● Goal of the exercise: Write out each entry once more so that it matches the original exactly.

[Dataset entries]
>>

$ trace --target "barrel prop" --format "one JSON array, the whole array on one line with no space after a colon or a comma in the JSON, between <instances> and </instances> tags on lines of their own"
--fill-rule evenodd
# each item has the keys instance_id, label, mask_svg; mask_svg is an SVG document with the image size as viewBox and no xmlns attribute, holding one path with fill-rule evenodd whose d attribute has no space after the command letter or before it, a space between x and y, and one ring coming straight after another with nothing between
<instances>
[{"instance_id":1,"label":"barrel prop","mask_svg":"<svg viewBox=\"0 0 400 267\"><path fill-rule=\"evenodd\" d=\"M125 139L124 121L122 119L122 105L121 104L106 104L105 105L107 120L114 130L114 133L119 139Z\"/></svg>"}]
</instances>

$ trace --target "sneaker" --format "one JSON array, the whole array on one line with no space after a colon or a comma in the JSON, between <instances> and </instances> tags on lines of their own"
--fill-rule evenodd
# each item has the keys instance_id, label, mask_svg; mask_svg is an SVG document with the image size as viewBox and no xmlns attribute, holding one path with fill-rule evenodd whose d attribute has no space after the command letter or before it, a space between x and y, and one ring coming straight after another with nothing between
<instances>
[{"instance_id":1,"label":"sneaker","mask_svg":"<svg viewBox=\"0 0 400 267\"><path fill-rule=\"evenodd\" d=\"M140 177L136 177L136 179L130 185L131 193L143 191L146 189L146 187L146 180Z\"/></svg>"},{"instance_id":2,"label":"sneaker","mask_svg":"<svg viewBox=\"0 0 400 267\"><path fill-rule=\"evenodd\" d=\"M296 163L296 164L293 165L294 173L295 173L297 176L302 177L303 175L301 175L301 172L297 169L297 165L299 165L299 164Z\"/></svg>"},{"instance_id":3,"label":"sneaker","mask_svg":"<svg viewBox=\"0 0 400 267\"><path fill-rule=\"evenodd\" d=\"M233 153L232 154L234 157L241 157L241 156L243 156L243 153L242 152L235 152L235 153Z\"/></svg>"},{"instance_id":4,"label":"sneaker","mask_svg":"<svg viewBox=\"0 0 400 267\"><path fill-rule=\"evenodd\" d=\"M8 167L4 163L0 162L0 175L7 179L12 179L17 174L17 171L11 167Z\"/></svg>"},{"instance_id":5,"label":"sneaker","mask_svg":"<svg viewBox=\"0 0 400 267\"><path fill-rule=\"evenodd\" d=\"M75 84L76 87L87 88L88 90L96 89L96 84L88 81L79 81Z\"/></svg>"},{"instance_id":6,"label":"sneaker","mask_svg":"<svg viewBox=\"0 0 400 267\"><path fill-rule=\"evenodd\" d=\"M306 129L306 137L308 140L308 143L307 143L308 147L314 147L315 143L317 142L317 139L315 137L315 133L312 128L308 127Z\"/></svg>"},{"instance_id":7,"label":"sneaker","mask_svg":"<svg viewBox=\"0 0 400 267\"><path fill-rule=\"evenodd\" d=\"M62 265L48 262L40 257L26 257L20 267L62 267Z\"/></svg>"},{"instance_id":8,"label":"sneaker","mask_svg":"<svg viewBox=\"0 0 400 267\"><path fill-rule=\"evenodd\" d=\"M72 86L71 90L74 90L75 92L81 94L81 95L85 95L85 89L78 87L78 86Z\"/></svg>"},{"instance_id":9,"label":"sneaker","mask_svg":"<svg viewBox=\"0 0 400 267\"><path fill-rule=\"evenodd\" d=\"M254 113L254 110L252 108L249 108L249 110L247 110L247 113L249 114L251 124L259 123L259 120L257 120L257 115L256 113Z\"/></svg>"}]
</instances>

<<

● Written solution:
$ trace --target "barrel prop" --format "one JSON array, the whole array on one line with no space after a colon or a comma in the JSON, between <instances> and </instances> tags on lines of their own"
--fill-rule evenodd
# each item has the keys instance_id, label, mask_svg; mask_svg is an SVG document with the image size as viewBox and no xmlns attribute, holding one path with fill-rule evenodd whose d attribute has no space after the command letter or before it, a space between x and y, and one ring coming straight after another with nothing between
<instances>
[{"instance_id":1,"label":"barrel prop","mask_svg":"<svg viewBox=\"0 0 400 267\"><path fill-rule=\"evenodd\" d=\"M125 139L124 121L122 119L122 105L121 104L106 104L105 105L107 120L114 130L114 133L119 139Z\"/></svg>"}]
</instances>

$ trace --target "sneaker" --format "one JSON array, the whole array on one line with no space after a colon or a comma in the JSON, between <instances> and </instances> tags on lines of their own"
--fill-rule evenodd
# each item has the keys instance_id, label, mask_svg; mask_svg is an SVG document with the image size as viewBox and no xmlns attribute, holding one path with fill-rule evenodd whose d attribute has no space after the command letter or before it, a space between x and y, and one ring coming straight after another with nothing between
<instances>
[{"instance_id":1,"label":"sneaker","mask_svg":"<svg viewBox=\"0 0 400 267\"><path fill-rule=\"evenodd\" d=\"M140 177L136 177L136 179L130 185L131 193L143 191L146 189L146 187L146 180Z\"/></svg>"},{"instance_id":2,"label":"sneaker","mask_svg":"<svg viewBox=\"0 0 400 267\"><path fill-rule=\"evenodd\" d=\"M296 163L296 164L293 165L294 173L295 173L297 176L302 177L303 175L301 175L301 172L297 169L297 165L299 165L299 164Z\"/></svg>"},{"instance_id":3,"label":"sneaker","mask_svg":"<svg viewBox=\"0 0 400 267\"><path fill-rule=\"evenodd\" d=\"M233 153L232 154L234 157L241 157L241 156L243 156L243 153L242 152L235 152L235 153Z\"/></svg>"},{"instance_id":4,"label":"sneaker","mask_svg":"<svg viewBox=\"0 0 400 267\"><path fill-rule=\"evenodd\" d=\"M8 167L4 163L0 162L0 175L7 179L12 179L17 174L17 171L11 167Z\"/></svg>"},{"instance_id":5,"label":"sneaker","mask_svg":"<svg viewBox=\"0 0 400 267\"><path fill-rule=\"evenodd\" d=\"M75 84L76 87L87 88L88 90L96 89L96 84L88 81L79 81Z\"/></svg>"},{"instance_id":6,"label":"sneaker","mask_svg":"<svg viewBox=\"0 0 400 267\"><path fill-rule=\"evenodd\" d=\"M306 129L306 137L308 140L308 143L307 143L308 147L314 147L315 143L317 142L317 139L315 137L315 133L312 128L308 127Z\"/></svg>"},{"instance_id":7,"label":"sneaker","mask_svg":"<svg viewBox=\"0 0 400 267\"><path fill-rule=\"evenodd\" d=\"M62 265L48 262L40 257L26 257L20 267L62 267Z\"/></svg>"},{"instance_id":8,"label":"sneaker","mask_svg":"<svg viewBox=\"0 0 400 267\"><path fill-rule=\"evenodd\" d=\"M72 86L71 90L74 90L75 92L81 94L81 95L85 95L85 89L78 87L78 86Z\"/></svg>"},{"instance_id":9,"label":"sneaker","mask_svg":"<svg viewBox=\"0 0 400 267\"><path fill-rule=\"evenodd\" d=\"M254 113L254 110L252 108L249 108L249 110L247 110L247 113L249 114L251 124L259 123L259 120L257 120L257 115L256 113Z\"/></svg>"}]
</instances>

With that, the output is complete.